** TEXT PASSAGE follows **
Body Mass Index and Outcomes With Targeted Therapy, Immunotherapy, or Chemotherapy in Metastatic Melanoma


Key Points

  • Obesity was associated with improved progression-free and overall survival in patients receiving targeted or immune therapy.
  • Survival benefit appeared to be restricted to obese men receiving targeted or immune therapy.

In a study reported in The Lancet Oncology, McQuade et al found that obesity was associated with improved outcomes in treatment of metastatic melanoma with targeted therapy or immunotherapy—but not chemotherapy—with a survival benefit appearing to be restricted to obese male patients.

Study Details

The retrospective study included 1,918 eligible patients from six cohorts treated with targeted therapy, immunotherapy, or chemotherapy between August 2006 and January 2016. These included two cohorts from trials of targeted therapy (dabrafenib [Tafinlar] plus trametinib [Mekinist] [n = 599] and vemurafenib [Zelboraf] plus cobimetinib [Cotellic]  [n = 240]); two cohorts treated with immunotherapy (one trial of ipilimumab [Yervoy] plus dacarbazine [n = 207] and a retrospective cohort treated with pembrolizumab [Keytruda], nivolumab [Opdivo], or atezolizumab [Tecentriq] [n = 331]); and two cohorts treated with chemotherapy (two trials of dacarbazine [n = 320 and n = 221]).
** End of TEXT PASSAGE **
** EXTRACTED MATERIAL follows **
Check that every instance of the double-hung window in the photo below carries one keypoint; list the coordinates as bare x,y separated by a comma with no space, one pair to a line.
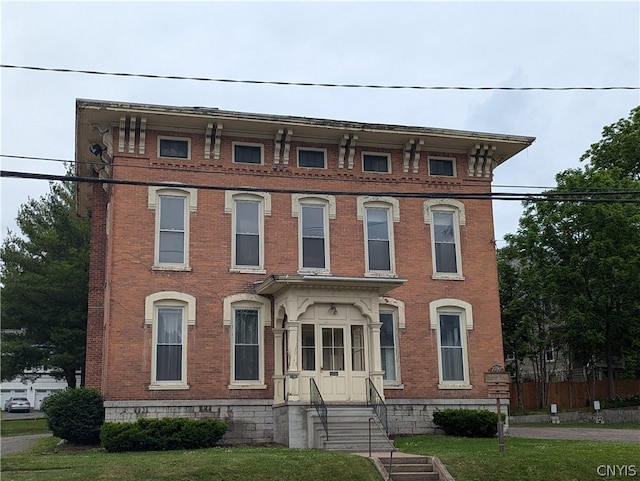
247,213
445,217
169,314
452,319
313,213
378,215
388,346
172,206
246,343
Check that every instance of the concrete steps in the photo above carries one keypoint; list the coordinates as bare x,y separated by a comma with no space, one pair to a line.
348,430
409,468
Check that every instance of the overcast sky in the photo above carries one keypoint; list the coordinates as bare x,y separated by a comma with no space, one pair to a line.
515,44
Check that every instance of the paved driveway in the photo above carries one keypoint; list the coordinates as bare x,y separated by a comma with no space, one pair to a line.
585,434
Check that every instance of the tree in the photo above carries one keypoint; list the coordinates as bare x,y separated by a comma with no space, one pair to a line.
587,253
44,277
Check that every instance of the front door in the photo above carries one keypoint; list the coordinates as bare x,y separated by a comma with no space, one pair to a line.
343,363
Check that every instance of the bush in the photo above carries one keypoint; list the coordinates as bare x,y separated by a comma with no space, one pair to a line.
162,434
75,415
620,402
467,423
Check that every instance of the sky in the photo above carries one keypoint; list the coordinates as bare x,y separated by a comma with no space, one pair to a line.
424,43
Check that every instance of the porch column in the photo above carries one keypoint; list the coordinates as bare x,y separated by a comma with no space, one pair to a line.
278,373
293,371
376,373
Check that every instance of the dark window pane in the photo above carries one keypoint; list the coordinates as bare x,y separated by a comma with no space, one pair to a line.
376,163
379,259
172,213
247,154
174,148
313,253
247,250
311,158
171,248
441,167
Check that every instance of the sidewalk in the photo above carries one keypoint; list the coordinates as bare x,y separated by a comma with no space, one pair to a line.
584,434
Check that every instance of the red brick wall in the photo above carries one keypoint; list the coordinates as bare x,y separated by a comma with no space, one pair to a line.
132,279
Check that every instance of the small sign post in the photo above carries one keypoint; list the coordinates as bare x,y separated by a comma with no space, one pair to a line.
498,383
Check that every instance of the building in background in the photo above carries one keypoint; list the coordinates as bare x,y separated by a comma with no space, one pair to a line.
243,263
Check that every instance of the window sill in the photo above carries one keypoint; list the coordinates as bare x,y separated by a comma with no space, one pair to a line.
167,387
387,275
393,386
448,277
247,270
455,386
169,267
247,386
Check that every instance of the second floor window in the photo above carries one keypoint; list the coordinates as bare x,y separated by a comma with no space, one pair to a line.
247,232
171,225
313,236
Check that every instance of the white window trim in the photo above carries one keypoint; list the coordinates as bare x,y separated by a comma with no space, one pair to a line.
459,219
377,154
314,149
465,311
438,157
168,137
329,202
191,197
247,144
392,206
397,307
169,299
230,198
246,301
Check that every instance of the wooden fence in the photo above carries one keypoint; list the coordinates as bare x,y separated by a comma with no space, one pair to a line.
569,395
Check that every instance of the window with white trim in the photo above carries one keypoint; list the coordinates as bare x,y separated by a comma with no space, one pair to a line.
445,217
174,147
452,318
169,314
378,215
247,315
313,214
247,213
172,208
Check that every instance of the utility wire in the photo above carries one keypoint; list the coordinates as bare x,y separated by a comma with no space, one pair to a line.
283,175
308,84
542,197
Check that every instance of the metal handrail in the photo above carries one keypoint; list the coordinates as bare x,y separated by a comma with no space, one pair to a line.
379,407
393,448
321,408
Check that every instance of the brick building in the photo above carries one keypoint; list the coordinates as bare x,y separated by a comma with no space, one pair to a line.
246,255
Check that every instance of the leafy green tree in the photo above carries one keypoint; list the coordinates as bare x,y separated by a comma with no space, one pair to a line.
44,277
585,254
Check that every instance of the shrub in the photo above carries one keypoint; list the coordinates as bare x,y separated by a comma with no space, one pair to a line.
467,423
75,415
162,434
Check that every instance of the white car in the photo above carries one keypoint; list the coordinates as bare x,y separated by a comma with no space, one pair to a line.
14,404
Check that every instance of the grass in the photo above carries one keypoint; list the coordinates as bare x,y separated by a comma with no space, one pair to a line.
21,427
523,459
236,464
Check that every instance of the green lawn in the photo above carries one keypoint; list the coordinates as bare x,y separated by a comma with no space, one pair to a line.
466,459
20,427
523,459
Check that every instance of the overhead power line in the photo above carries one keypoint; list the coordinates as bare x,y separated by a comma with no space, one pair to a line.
282,174
590,197
308,84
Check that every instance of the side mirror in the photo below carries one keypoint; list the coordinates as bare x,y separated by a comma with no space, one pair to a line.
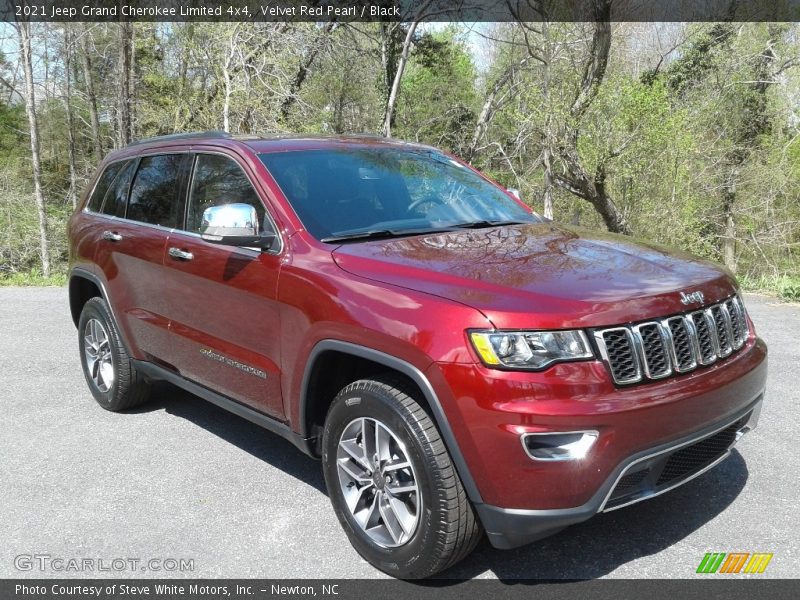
234,225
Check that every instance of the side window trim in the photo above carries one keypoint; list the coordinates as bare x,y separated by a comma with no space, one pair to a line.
90,195
180,182
259,195
137,161
129,162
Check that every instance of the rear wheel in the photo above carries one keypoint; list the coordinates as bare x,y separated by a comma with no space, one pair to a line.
392,483
109,372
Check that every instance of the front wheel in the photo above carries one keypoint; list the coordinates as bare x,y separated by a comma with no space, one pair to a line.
112,377
392,483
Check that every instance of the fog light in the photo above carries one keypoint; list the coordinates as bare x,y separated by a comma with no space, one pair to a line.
573,445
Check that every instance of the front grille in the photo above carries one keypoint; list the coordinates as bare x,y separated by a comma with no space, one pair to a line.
678,344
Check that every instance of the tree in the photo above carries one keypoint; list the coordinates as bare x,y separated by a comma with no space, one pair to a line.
24,32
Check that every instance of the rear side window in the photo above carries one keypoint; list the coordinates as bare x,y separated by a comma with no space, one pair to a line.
156,189
117,194
103,184
219,180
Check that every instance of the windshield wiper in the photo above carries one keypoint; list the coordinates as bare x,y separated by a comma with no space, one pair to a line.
487,223
376,234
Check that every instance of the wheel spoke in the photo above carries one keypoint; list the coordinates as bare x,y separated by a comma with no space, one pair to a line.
356,452
344,465
395,466
382,443
404,516
397,488
390,521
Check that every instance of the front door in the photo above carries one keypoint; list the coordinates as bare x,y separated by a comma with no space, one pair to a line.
131,249
223,313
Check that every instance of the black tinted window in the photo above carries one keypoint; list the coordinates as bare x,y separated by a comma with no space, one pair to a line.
103,184
219,180
155,190
117,195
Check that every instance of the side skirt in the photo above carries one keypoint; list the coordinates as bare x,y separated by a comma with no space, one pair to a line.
157,372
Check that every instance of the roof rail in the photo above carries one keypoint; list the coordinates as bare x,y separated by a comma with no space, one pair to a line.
183,136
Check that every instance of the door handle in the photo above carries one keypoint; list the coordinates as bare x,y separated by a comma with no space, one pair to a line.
179,254
112,236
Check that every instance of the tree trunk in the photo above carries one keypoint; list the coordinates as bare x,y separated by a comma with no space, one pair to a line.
547,211
30,109
67,99
124,95
388,117
302,72
91,98
489,107
574,177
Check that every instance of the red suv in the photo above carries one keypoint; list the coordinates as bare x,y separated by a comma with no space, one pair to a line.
458,363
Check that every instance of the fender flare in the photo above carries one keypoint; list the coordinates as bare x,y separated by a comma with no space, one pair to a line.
89,276
413,373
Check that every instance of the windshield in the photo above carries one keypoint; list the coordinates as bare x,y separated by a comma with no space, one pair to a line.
345,193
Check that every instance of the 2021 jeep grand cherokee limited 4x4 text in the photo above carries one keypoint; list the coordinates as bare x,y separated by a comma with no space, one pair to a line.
459,364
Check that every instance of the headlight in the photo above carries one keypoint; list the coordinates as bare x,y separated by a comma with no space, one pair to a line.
530,349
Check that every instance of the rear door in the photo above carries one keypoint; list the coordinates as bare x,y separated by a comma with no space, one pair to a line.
222,304
144,203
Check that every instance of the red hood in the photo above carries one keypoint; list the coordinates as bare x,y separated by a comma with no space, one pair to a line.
541,275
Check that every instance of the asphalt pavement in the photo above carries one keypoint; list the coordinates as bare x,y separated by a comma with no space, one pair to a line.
180,488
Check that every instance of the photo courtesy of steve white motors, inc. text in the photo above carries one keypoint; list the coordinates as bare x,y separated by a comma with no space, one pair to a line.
272,11
117,590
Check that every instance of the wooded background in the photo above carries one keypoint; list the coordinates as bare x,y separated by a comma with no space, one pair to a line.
681,134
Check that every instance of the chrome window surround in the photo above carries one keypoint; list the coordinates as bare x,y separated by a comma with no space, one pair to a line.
718,322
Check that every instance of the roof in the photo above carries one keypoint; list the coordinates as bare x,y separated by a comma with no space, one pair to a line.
271,144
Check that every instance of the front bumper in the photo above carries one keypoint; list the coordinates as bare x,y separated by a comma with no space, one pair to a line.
640,429
642,476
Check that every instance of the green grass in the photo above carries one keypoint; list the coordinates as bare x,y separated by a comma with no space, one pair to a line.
33,278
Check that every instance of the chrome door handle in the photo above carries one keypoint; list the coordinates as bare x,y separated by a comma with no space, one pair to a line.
112,236
179,254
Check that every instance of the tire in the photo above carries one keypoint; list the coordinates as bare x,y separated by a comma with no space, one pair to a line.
417,520
109,372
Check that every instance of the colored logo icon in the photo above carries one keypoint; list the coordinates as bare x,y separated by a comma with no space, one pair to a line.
734,562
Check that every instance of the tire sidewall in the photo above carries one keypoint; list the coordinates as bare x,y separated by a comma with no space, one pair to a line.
377,404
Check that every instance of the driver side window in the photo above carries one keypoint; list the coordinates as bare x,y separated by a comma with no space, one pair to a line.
219,180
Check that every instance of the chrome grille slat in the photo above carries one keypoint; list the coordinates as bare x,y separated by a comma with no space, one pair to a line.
679,344
619,351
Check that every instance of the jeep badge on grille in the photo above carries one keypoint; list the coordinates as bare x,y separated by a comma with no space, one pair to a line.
692,297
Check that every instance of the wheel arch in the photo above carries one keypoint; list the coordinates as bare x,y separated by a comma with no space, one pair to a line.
83,286
326,357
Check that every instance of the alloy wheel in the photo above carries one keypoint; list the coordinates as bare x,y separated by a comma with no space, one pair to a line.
97,348
378,482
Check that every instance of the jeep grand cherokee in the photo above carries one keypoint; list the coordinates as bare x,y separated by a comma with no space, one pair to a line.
459,364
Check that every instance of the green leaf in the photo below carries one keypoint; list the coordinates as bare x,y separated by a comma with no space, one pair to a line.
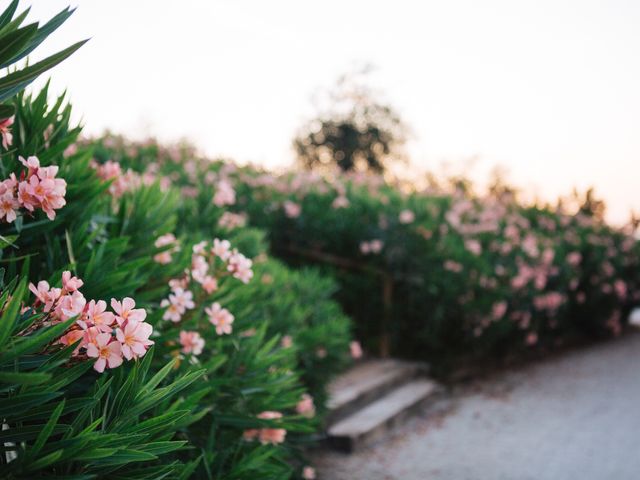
10,315
34,342
21,78
42,33
11,43
7,15
24,378
125,456
47,430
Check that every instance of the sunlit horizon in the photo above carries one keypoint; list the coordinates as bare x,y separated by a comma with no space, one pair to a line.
548,92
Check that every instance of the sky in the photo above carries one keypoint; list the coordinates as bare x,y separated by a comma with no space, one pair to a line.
548,89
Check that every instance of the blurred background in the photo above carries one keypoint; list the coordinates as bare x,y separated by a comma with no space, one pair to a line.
547,91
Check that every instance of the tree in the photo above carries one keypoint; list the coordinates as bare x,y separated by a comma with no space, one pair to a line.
354,132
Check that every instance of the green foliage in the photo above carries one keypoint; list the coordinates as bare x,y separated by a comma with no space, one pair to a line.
166,414
355,133
17,41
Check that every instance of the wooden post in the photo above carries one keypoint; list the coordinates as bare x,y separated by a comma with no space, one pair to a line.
387,313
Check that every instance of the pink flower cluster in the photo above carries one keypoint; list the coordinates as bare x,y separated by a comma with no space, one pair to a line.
305,406
220,318
291,209
106,336
191,342
225,194
5,133
273,436
38,187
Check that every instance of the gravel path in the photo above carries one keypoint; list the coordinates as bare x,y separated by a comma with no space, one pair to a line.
573,417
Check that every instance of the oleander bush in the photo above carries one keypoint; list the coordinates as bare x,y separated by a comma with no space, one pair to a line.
439,273
138,338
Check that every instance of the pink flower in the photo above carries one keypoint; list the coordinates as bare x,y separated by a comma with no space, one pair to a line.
183,299
286,341
71,337
70,305
199,268
165,240
221,318
164,257
251,434
8,206
125,311
172,311
340,202
355,350
191,342
221,249
498,310
107,352
452,266
32,163
176,283
291,209
574,259
134,339
5,133
308,473
230,220
225,194
621,289
305,406
406,217
199,248
96,315
473,246
210,284
70,284
25,198
273,436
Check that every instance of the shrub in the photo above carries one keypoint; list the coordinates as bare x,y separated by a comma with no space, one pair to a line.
449,276
192,398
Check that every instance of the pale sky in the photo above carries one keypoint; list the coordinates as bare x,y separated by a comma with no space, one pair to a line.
549,89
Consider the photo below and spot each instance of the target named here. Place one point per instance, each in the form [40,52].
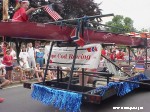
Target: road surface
[18,99]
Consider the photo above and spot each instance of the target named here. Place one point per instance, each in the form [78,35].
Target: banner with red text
[88,56]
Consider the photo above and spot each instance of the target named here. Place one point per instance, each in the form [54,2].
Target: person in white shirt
[31,54]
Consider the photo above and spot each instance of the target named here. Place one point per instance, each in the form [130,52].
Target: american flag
[52,13]
[76,37]
[92,49]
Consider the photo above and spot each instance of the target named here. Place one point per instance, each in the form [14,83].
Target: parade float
[66,93]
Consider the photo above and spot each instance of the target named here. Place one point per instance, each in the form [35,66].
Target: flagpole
[85,17]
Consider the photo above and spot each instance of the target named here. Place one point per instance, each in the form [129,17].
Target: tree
[119,24]
[67,9]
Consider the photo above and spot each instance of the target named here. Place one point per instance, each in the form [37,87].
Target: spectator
[31,59]
[39,72]
[4,47]
[24,58]
[113,56]
[17,70]
[1,100]
[120,55]
[3,81]
[40,57]
[21,15]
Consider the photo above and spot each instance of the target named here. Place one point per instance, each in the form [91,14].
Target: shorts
[9,68]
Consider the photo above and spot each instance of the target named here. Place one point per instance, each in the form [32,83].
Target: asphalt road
[18,99]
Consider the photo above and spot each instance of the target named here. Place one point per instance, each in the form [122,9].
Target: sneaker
[1,100]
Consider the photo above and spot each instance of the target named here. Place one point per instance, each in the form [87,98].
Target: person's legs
[1,100]
[41,62]
[29,62]
[33,62]
[85,79]
[37,75]
[5,82]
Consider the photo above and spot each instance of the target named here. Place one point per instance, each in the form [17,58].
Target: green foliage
[120,24]
[66,8]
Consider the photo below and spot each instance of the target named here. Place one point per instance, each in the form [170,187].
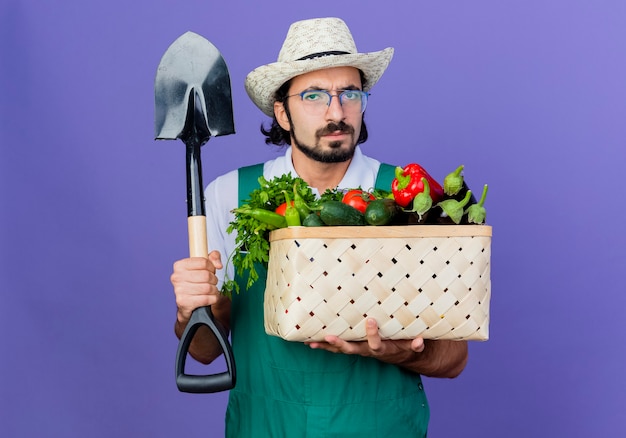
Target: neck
[318,175]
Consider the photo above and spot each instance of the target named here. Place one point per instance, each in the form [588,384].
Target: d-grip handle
[199,384]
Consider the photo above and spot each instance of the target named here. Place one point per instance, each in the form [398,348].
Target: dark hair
[279,136]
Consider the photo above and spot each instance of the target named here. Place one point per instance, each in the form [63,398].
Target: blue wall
[530,96]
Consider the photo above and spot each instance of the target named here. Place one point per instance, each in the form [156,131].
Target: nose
[335,110]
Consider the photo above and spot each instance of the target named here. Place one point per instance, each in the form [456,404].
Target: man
[316,94]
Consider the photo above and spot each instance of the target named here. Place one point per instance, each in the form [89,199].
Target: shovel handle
[199,317]
[208,383]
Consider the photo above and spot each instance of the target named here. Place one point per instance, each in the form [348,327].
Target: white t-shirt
[221,197]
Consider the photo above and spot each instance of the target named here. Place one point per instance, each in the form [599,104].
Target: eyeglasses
[317,101]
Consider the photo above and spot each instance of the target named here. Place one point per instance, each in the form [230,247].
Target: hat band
[322,54]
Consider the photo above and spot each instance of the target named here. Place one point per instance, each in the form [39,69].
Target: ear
[281,116]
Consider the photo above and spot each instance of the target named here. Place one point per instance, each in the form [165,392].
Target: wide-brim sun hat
[311,45]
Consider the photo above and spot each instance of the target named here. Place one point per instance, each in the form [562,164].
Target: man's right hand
[195,284]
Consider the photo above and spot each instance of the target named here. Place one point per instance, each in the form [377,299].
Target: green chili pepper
[476,213]
[453,208]
[299,202]
[271,219]
[292,217]
[453,182]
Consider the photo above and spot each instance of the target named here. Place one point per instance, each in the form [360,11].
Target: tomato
[358,199]
[282,208]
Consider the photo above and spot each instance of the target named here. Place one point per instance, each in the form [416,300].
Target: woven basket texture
[425,280]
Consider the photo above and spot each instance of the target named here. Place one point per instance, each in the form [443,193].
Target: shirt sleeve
[220,198]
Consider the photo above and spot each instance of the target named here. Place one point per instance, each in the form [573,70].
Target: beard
[336,154]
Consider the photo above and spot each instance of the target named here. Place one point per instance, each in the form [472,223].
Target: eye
[351,95]
[312,96]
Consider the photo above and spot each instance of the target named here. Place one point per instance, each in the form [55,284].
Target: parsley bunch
[252,240]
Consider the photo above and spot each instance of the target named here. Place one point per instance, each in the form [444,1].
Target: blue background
[530,96]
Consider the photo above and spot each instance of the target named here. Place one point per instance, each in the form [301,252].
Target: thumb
[216,258]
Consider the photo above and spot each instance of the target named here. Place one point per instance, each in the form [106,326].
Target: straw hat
[313,45]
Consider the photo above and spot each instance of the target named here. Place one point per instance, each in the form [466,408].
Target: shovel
[193,103]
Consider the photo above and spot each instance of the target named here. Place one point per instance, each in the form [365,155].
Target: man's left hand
[391,351]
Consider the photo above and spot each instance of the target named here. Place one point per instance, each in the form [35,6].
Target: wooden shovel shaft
[196,226]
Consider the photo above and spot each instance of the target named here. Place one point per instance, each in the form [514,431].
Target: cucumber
[381,211]
[338,213]
[312,220]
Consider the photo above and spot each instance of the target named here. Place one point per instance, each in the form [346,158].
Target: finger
[417,345]
[374,340]
[216,258]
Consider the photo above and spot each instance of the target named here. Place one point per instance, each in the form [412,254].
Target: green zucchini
[338,213]
[313,220]
[381,211]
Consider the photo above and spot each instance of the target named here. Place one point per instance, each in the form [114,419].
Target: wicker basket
[423,280]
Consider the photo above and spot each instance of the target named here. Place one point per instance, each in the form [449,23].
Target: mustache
[335,127]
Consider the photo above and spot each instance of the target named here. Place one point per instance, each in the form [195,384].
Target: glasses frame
[338,94]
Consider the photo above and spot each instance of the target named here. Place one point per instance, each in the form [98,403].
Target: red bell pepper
[408,183]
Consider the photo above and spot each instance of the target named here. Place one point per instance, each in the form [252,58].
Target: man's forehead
[336,77]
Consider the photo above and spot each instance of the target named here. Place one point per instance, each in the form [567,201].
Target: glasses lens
[319,100]
[353,100]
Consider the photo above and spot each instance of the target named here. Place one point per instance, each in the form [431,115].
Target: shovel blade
[192,74]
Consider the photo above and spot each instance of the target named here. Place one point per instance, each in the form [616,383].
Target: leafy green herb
[252,240]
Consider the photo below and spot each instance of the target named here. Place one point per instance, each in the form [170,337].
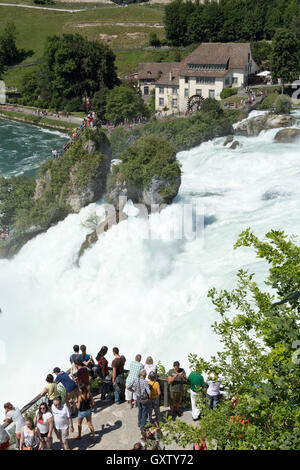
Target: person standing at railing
[62,422]
[44,421]
[50,389]
[70,386]
[84,405]
[197,384]
[4,438]
[30,436]
[14,415]
[176,377]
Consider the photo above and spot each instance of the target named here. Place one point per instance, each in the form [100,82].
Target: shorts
[129,395]
[63,434]
[175,397]
[5,445]
[84,414]
[72,395]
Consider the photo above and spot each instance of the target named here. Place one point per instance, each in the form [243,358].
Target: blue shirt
[68,383]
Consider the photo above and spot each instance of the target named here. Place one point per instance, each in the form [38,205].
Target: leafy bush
[147,157]
[283,105]
[227,92]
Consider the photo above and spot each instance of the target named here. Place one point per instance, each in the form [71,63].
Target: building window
[206,80]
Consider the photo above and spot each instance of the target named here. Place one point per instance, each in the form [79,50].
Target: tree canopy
[284,58]
[259,331]
[228,20]
[72,68]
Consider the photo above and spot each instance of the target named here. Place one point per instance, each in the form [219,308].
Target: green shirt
[196,381]
[177,385]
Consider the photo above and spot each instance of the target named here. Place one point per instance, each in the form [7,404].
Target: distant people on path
[142,390]
[213,392]
[62,422]
[82,375]
[101,370]
[134,373]
[44,421]
[30,436]
[50,389]
[73,357]
[149,366]
[84,405]
[197,385]
[4,438]
[70,386]
[118,375]
[155,393]
[14,415]
[87,359]
[176,378]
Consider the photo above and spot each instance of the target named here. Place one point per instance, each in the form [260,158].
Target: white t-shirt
[44,426]
[17,418]
[214,387]
[4,436]
[61,416]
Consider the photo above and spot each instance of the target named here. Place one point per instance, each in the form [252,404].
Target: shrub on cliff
[283,105]
[148,157]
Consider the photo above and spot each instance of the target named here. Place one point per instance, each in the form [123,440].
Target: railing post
[166,396]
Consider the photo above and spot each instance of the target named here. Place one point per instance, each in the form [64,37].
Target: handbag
[144,398]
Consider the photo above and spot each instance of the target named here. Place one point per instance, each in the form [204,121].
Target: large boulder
[254,126]
[287,135]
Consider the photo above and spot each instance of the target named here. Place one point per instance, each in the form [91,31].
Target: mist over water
[145,295]
[24,147]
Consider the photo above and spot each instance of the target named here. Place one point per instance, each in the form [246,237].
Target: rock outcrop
[287,135]
[254,126]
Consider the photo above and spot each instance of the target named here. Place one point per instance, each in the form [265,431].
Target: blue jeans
[213,401]
[143,413]
[104,390]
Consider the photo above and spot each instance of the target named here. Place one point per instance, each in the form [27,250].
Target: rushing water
[143,294]
[24,147]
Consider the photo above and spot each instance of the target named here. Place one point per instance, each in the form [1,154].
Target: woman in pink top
[149,366]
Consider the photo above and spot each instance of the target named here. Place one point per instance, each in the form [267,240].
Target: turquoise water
[24,147]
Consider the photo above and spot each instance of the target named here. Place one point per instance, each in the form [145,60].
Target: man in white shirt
[62,421]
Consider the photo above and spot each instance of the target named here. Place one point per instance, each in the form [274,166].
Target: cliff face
[79,177]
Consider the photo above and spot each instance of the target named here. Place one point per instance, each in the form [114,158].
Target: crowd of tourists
[67,395]
[89,121]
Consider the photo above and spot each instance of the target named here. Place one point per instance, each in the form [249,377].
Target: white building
[206,71]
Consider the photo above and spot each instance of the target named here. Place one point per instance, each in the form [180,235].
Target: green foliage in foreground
[260,356]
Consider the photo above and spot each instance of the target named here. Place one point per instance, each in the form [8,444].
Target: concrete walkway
[39,8]
[115,428]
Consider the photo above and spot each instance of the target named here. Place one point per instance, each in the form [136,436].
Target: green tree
[72,68]
[259,361]
[124,103]
[8,44]
[284,58]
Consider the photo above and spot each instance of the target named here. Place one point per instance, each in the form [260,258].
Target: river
[144,294]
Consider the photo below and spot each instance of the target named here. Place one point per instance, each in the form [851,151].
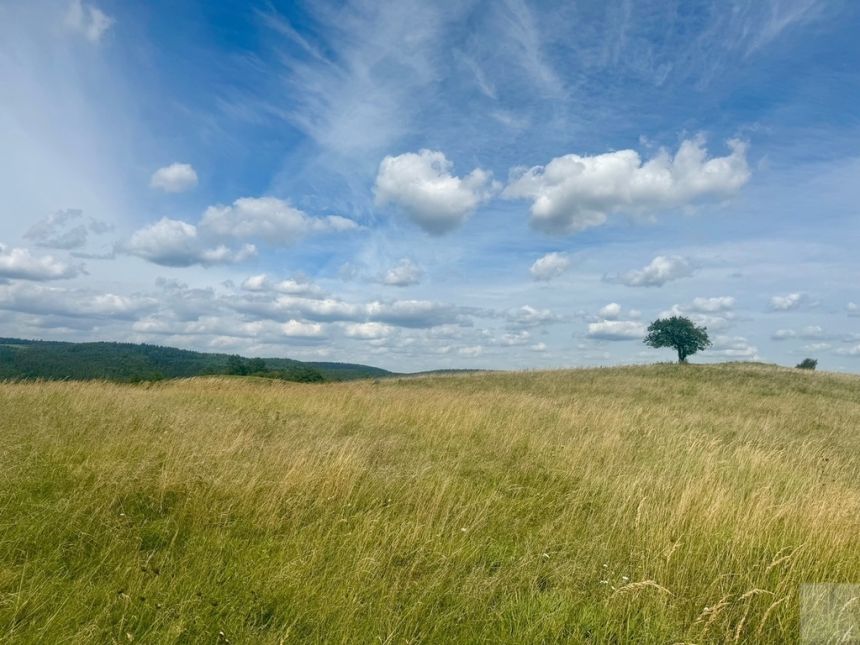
** End of EXTRACTED MATERIAL **
**PROBLEMS TO WORK ON**.
1. Answer these questions from the melanoma study summary:
(a) With which type of treatment was obesity not associated with improved outcomes?
(b) How many eligible patients did the retrospective study include?
(c) In which journal was the study reported?
2. Write the next part of the melanoma study summary, starting after its last sentence.
None of the items are needed here.

**SET OF ANSWERS**.
1.
(a) Chemotherapy.
(b) 1,918 patients.
(c) The Lancet Oncology.

2.
Patients were classified by body mass index (BMI) according to WHO definitions as underweight, normal, overweight, or obese. Underweight patients were excluded from analysis.

Overall, 694 patients (36%) were normal BMI, 711 (37%) were overweight, and 513 (27%) were obese.

Effect of Obesity

In pooled analysis, obesity vs normal BMI was associated with improved progression-free survival (average adjusted hazard ratio [HR] = 0.77, 95% confidence interval [CI] = 0.66–0.90) and overall survival (HR = 0.74, 95% CI = 0.58–0.95). The benefit of obesity was restricted to patients treated with targeted therapy, with HRs of 0.72 (95% CI = 0.57–0.91) for progression-free survival and 0.60 (95% CI = 0.45–0.79) for overall survival, and to patients treated with immunotherapy, with respective HRs of 0.75 (95% CI = 0.56–1.00) and 0.64 (95% CI = 0.47–0.86). No significant associations were observed for chemotherapy, with respective HRs of 0.87 (95% CI = 0.65–1.17) and 1.03 (95% CI = 0.80–1.34). The association of BMI with overall survival for patients treated with targeted or immune therapies was significant among men (HR = 0.53, 95% CI = 0.40–0.70) but not among women (HR = 0.85, 95% CI = 0.61–1.18; P = .03 for interaction).

The investigators concluded, “Our results suggest that in patients with metastatic melanoma, obesity is associated with improved progression-free survival and overall survival compared with those outcomes in patients with normal BMI, and that this association is mainly seen in male patients treated with targeted or immune therapy. These results have implications for the design of future clinical trials for patients with metastatic melanoma, and the magnitude of the benefit found supports further investigation of the underlying mechanism of these associations.”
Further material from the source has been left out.